- [Problem to solve]: Return every record below exactly; leave out the images.

(Records from a data collection)

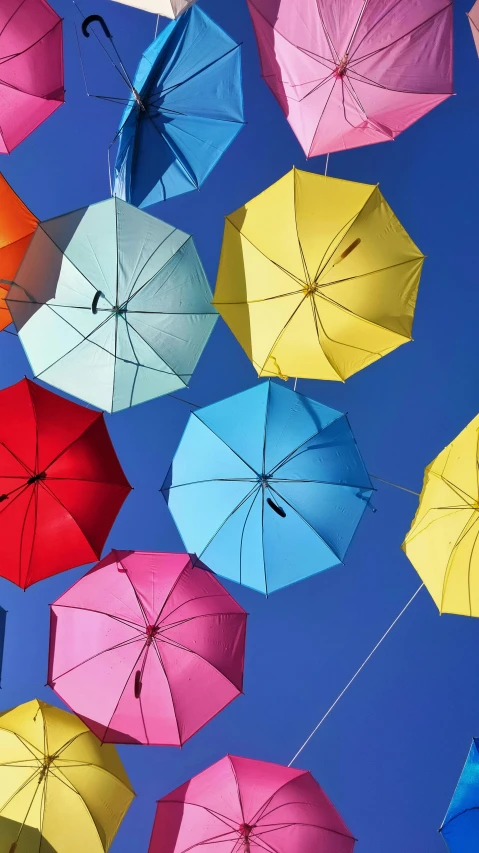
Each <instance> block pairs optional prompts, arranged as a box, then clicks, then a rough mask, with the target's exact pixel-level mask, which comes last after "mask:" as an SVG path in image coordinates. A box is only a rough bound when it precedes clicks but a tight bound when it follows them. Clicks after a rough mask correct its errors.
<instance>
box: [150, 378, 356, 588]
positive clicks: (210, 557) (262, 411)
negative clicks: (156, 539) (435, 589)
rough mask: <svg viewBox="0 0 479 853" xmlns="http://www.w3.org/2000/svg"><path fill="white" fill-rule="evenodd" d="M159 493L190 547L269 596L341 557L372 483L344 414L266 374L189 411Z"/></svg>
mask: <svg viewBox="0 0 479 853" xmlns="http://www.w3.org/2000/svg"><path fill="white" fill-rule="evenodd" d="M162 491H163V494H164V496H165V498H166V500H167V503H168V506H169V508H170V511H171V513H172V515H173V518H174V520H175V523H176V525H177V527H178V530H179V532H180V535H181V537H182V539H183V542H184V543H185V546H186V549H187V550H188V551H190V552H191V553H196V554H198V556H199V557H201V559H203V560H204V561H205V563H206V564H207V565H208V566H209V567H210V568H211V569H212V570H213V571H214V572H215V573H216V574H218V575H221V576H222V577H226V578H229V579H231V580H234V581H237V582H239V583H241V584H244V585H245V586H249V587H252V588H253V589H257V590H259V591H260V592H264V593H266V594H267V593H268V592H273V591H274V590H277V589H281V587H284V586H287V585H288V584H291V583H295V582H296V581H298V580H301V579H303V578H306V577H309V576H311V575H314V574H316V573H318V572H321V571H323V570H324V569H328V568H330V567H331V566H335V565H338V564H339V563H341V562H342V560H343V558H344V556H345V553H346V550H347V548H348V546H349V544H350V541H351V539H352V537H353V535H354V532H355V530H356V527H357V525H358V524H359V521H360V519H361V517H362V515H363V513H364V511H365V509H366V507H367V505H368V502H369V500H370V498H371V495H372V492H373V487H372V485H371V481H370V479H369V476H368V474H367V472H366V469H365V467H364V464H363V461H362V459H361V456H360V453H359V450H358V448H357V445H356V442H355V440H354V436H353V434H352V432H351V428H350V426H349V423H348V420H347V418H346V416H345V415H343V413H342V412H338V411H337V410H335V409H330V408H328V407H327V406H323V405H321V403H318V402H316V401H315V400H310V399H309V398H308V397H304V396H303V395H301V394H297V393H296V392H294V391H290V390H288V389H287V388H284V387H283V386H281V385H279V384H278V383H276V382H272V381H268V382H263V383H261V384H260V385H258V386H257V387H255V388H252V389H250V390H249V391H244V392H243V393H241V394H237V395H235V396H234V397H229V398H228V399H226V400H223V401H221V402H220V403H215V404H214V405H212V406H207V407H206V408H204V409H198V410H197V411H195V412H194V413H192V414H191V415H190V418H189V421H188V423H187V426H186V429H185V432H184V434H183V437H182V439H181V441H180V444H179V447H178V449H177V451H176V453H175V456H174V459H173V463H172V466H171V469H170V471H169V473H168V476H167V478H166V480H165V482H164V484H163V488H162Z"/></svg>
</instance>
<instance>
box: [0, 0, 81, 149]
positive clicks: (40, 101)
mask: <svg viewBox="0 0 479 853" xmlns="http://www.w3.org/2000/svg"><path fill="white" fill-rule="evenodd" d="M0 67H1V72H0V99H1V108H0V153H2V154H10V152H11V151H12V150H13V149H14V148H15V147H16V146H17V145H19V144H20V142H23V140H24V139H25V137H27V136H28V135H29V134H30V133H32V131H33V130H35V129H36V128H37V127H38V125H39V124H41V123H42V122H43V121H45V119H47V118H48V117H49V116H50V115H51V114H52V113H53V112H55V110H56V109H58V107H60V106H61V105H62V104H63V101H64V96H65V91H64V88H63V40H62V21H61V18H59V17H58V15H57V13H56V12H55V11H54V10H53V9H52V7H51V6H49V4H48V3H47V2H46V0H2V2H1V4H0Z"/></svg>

- [Expected output]:
Each <instance> block pairs optional prompts, arranged as a box, then clicks, then a rough mask, with the target's exact pixel-level mask, which comes last after "mask:" as an SVG path in image coordinates. A box is only a rough bound when it precedes clicks but a tight bound when it follows them. Clicks after a rough mask correct its errors.
<instance>
box: [150, 378, 356, 588]
positive clicks: (210, 557) (262, 411)
negative clicks: (156, 539) (435, 589)
rough mask: <svg viewBox="0 0 479 853" xmlns="http://www.w3.org/2000/svg"><path fill="white" fill-rule="evenodd" d="M159 493L190 547L269 596L341 557L372 483L344 414L266 374L189 411Z"/></svg>
mask: <svg viewBox="0 0 479 853" xmlns="http://www.w3.org/2000/svg"><path fill="white" fill-rule="evenodd" d="M162 491H163V494H164V496H165V498H166V500H167V503H168V506H169V508H170V511H171V513H172V515H173V518H174V520H175V523H176V525H177V527H178V530H179V532H180V535H181V537H182V539H183V542H184V543H185V546H186V549H187V550H188V551H190V552H191V553H196V554H198V556H199V557H201V559H203V560H204V561H205V563H206V564H207V565H208V566H209V567H210V568H211V569H212V570H213V571H214V572H215V573H216V574H218V575H221V576H222V577H226V578H229V579H231V580H234V581H237V582H239V583H241V584H244V585H245V586H249V587H252V588H253V589H257V590H259V591H260V592H264V593H266V594H267V593H268V592H273V591H274V590H277V589H281V587H284V586H287V585H288V584H291V583H295V582H296V581H298V580H301V579H303V578H306V577H309V576H311V575H314V574H316V573H318V572H321V571H323V570H324V569H328V568H330V567H331V566H335V565H338V564H339V563H341V562H342V560H343V558H344V556H345V553H346V550H347V548H348V546H349V544H350V541H351V539H352V537H353V535H354V532H355V530H356V527H357V525H358V524H359V521H360V519H361V517H362V515H363V513H364V511H365V509H366V507H367V505H368V502H369V500H370V498H371V495H372V492H373V487H372V485H371V481H370V479H369V476H368V474H367V472H366V469H365V467H364V464H363V461H362V459H361V456H360V453H359V450H358V448H357V445H356V442H355V440H354V436H353V434H352V432H351V428H350V426H349V423H348V420H347V418H346V416H345V415H343V413H342V412H338V411H337V410H335V409H330V408H328V407H327V406H323V405H321V403H318V402H316V401H315V400H310V399H309V398H308V397H304V396H303V395H301V394H297V393H296V392H294V391H290V390H288V389H287V388H284V387H283V386H281V385H279V384H278V383H276V382H272V381H268V382H263V383H261V384H260V385H258V386H257V387H255V388H252V389H250V390H249V391H244V392H243V393H241V394H237V395H235V396H234V397H229V398H228V399H226V400H223V401H221V402H220V403H215V404H214V405H212V406H207V407H206V408H204V409H198V410H197V411H195V412H194V413H192V414H191V415H190V418H189V421H188V423H187V426H186V429H185V432H184V434H183V437H182V439H181V441H180V444H179V447H178V449H177V451H176V453H175V456H174V459H173V463H172V466H171V469H170V471H169V473H168V476H167V478H166V480H165V482H164V484H163V488H162Z"/></svg>
</instance>
<instance>
box: [0, 0, 81, 149]
positive clicks: (40, 101)
mask: <svg viewBox="0 0 479 853" xmlns="http://www.w3.org/2000/svg"><path fill="white" fill-rule="evenodd" d="M0 67H1V72H0V99H1V108H0V153H2V154H10V152H11V151H12V150H13V149H14V148H15V147H16V146H17V145H19V144H20V142H23V140H24V139H25V137H27V136H28V135H29V134H30V133H32V131H33V130H35V129H36V128H37V127H38V125H39V124H41V123H42V122H43V121H45V119H47V118H48V117H49V116H50V115H51V114H52V113H53V112H55V110H56V109H58V107H60V106H61V105H62V104H63V101H64V96H65V91H64V88H63V40H62V21H61V18H59V17H58V15H57V13H56V12H55V11H54V10H53V9H52V7H51V6H49V4H48V3H47V2H46V0H2V2H1V4H0Z"/></svg>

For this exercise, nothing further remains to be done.